Exercise instructions —
Reproduce word for word the part of the essay starting at "That's my story, or" and ending at "trading your health?".

Page text —

•••••

My anxiety level was off the charts every day, but my clarity level was also much higher than it had ever been. I saw that what I wanted for my children was for them to find what lights them up in life and gives them energy. And here I was just taking whatever seemed to come along, just trying to get by from day to day.

What kind of example was I showing them?

In my brokenness and inability, I started to think about what I really wanted to do and what I would be willing to trade to do it, and I started to see so many other possibilities all around me.

I began to see that there are ways of living and working and creating that don't have to involve me giving up important parts of my health and future for. Even though I was still in my circumstances, life and possibility were unfolding before me in new, fresh ways. 

That's my story, or part of it anyway. I wrote this in hope that reading it might help you find the space to ask the question: What are you trading? What are you giving up and giving in to simply because it feels like there aren't all that many possibilities? 

Are you trading your health?

Are you trading your emotional well-being? 

Are you spending your precious time and life on things that take your energy and never give it back?

I just want you to know that life can be different. Even if things are hard, they can be better. It is possible to move from hoping there is a light at the end of the tunnel, to realizing that the light is all around if only you have the eyes to look for it. 

If you're like I was and have been going from one thing to another just because there don't seem to be any other options, I hope you start questioning the things that feel like hopelessness and drudgery. Life doesn't have to be that way.

It doesn't change overnight. I'm back to construction, and Alicia and I are still doing a little bit of photography this summer. But my carpentry work is feeling really good right now, and I've taken a more proactive approach to our photography business. 

I'm learning how to understand my emotions and manage my anxiety. The future feels open instead of narrow, and I am moving steadily toward what gives me energy, toward what I feel I was made for.

I'm also learning to listen to pain and making needed changes to my behavior while I have the chance, instead of ignoring my pain and pushing through until it is too late.

We're all born with infinite possibility. Listen to the pain in your life. Let hopelessness and frustration remind you to revisit the trades you are making in your life. 

Your future can be wide open, but only if your eyes are wide open first.

•••••

Coordinate annotation entries:

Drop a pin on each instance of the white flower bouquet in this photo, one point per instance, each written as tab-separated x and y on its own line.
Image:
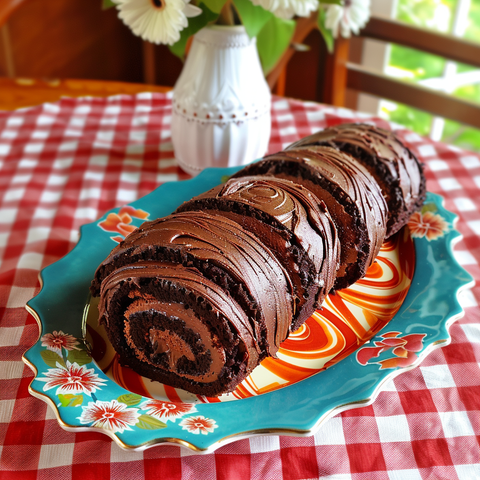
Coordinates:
273	22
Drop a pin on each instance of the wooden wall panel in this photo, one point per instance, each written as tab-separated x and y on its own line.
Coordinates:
72	39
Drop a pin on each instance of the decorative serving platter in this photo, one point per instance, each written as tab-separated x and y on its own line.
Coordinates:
383	325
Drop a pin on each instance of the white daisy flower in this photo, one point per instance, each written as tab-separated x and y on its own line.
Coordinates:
157	21
288	8
347	18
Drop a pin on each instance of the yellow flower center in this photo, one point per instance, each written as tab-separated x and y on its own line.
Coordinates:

•••••

Solution for this task —
That's my story, or part of it anyway. I wrote this in hope that reading it might help you find the space to ask the question: What are you trading? What are you giving up and giving in to simply because it feels like there aren't all that many possibilities? 

Are you trading your health?